Das Publikum muss nicht immer zur Kunst kommen. Es geht auch andersherum: Das Kultursekretariat NRW Gütersloh - ein seit 1980 bestehender Zusammenschluss von Städten und Gemeinden Nordrhein-Westfalens, des Landschaftsverbandes Westfalen-Lippe sowie des Landesverbandes Lippe - bringt Kunst mit dem Projekt Stadtbesetzung auf offene Straßen, unmittelbar hin zu den Menschen.

========================

-- Aufgabenstellung --
• A. Zähle alle Beteiligten auf, aus denen laut dem Textauszug über das Projekt Stadtbesetzung das Kultursekretariat NRW Gütersloh besteht.
• B. Schreib bitte den Textauszug über das Projekt Stadtbesetzung ab seinem letzten Satz weiter.

========================

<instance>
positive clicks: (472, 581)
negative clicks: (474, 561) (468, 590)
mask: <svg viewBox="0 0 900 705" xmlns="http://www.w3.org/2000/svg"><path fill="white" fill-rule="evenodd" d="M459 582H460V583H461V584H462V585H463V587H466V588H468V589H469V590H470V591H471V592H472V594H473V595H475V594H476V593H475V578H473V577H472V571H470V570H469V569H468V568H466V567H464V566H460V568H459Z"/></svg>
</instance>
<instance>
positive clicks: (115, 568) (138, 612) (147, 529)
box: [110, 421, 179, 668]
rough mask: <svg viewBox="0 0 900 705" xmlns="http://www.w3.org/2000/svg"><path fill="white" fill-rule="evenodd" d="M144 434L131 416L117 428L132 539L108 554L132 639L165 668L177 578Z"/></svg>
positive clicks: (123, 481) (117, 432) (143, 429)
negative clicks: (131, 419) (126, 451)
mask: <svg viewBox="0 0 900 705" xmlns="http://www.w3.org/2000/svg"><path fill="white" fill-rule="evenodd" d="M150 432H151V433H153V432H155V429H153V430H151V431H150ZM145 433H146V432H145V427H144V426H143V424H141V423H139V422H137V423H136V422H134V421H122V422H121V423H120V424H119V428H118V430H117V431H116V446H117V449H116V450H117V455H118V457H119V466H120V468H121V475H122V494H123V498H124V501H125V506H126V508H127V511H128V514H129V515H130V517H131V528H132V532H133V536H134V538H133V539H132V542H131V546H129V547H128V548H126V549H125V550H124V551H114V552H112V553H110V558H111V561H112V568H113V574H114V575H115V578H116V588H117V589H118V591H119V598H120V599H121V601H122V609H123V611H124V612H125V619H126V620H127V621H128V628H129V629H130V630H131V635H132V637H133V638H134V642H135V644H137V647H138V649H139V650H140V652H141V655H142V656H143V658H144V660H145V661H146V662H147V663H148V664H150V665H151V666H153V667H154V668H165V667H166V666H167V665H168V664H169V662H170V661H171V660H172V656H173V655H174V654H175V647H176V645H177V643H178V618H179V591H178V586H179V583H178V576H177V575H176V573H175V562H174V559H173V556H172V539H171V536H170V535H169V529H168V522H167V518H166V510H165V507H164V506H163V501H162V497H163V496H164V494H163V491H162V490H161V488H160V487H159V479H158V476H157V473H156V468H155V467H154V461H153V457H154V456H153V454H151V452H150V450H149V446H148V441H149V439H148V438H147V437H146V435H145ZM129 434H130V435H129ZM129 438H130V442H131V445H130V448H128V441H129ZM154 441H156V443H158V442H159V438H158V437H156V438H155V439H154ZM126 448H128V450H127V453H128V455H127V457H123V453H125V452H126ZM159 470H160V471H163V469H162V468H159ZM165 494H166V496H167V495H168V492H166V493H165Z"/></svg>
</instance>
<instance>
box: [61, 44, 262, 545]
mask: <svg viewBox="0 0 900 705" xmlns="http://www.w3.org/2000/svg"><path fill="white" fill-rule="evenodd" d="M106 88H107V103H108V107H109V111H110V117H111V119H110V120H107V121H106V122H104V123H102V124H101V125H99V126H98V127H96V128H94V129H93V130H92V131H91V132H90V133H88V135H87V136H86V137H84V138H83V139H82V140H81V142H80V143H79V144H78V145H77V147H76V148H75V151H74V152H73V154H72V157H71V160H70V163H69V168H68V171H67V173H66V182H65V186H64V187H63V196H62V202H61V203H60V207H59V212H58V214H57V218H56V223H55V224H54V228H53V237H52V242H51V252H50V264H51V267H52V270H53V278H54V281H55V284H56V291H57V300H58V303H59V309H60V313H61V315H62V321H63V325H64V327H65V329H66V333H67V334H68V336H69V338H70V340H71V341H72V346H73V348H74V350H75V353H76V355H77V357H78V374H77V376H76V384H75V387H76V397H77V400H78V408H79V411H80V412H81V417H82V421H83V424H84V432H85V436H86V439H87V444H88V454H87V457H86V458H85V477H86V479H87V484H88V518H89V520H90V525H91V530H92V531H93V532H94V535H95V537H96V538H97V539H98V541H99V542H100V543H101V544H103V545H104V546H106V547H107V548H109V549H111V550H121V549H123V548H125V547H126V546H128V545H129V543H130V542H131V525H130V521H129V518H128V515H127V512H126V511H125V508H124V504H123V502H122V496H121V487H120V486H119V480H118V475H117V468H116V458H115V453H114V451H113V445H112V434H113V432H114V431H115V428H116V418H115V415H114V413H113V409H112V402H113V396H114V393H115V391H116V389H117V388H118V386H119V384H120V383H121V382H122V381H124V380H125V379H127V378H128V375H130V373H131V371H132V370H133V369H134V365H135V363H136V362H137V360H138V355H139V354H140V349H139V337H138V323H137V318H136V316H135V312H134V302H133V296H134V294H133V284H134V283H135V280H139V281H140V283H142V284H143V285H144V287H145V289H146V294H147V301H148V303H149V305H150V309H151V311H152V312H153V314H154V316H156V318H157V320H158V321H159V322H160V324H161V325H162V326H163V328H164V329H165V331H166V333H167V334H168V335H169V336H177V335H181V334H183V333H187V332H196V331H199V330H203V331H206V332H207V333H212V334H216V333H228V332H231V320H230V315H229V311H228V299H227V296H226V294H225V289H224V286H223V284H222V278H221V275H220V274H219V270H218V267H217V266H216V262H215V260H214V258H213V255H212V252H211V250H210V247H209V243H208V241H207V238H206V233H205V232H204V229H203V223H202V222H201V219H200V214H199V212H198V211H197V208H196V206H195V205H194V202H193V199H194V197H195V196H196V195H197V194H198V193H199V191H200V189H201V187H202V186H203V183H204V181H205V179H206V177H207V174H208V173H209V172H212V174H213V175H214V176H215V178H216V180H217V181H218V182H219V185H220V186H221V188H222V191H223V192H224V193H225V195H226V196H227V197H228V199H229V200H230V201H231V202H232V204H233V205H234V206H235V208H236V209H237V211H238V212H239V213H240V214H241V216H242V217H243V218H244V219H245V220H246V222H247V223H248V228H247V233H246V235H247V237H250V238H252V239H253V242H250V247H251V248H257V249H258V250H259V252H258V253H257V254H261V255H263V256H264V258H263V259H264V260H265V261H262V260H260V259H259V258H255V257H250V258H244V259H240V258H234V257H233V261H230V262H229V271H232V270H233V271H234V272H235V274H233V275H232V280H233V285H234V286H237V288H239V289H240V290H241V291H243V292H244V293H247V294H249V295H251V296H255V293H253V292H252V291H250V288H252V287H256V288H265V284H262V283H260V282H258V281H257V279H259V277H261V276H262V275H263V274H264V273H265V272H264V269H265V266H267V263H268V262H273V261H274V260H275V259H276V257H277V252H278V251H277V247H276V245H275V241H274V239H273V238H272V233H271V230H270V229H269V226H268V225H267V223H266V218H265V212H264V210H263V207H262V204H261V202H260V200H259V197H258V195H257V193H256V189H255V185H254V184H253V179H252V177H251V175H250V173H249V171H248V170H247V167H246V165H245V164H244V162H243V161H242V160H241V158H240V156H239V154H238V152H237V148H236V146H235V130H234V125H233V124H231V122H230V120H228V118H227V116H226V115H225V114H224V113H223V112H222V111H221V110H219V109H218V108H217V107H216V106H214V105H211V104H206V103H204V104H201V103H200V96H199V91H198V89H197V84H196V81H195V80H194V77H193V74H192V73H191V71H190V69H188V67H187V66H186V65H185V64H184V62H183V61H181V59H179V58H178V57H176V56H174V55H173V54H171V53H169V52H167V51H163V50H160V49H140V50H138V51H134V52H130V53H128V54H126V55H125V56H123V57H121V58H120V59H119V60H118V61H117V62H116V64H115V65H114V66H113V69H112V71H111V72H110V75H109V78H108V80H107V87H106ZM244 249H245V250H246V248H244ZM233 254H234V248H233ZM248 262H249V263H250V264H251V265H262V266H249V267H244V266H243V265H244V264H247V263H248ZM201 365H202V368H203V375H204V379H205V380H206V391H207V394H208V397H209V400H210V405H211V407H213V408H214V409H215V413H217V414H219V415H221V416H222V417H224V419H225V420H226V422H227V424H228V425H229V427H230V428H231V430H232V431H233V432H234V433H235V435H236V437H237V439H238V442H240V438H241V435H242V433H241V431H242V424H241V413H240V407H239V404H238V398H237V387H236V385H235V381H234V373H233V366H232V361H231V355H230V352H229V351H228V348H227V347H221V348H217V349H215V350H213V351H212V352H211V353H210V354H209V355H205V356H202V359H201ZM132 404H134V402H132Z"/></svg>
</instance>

========================

-- Lösungen --
• A.
- Städte Nordrhein-Westfalens
- Gemeinden Nordrhein-Westfalens
- Landschaftsverband Westfalen-Lippe
- Landesverband Lippe

• B.
Im Rahmen des Projekts wird von April bis Oktober 2017 bereits zum zweiten Mal Urban Art in 15 Städte Nordrhein-Westfalens getragen – dabei stets im Vordergrund: das Thema "Körperkunst". Bereichert wird das Förderprojekt des Kultursekretariats Gütersloh in diesem Jahr um "Künstler-WGs" in Ruhrgebietsstädten, die KünstlerInnen aus der Region und dem Ausland zwei Monate lang Wohnraum und Arbeitsbasis bieten. Ein Fokus liegt dabei auf der Vernetzung und Zusammenarbeit mit ortsansässigen Kreativen, um gemeinsam ortsspezifisch künstlerische Impulse in der jeweiligen Stadt zu bewirken. Mit den "Künstler-WGs" wird gezielt eine individuelle Förderung außerhalb der Metropolstädte im urban-ländlichen Raum erprobt.

 

Termine 2017, auch auf Facebook

 

Unna

Am 30. September ist das Projekt "Just Add People" in Unna zu Gast und wird im Rahmen des Festes „bUNt international“ zum Spielen einladen. "Just Add People" ist kein Bühnenstück. Was passiert, ist völlig offen und wird von den Mitspielern bestimmt.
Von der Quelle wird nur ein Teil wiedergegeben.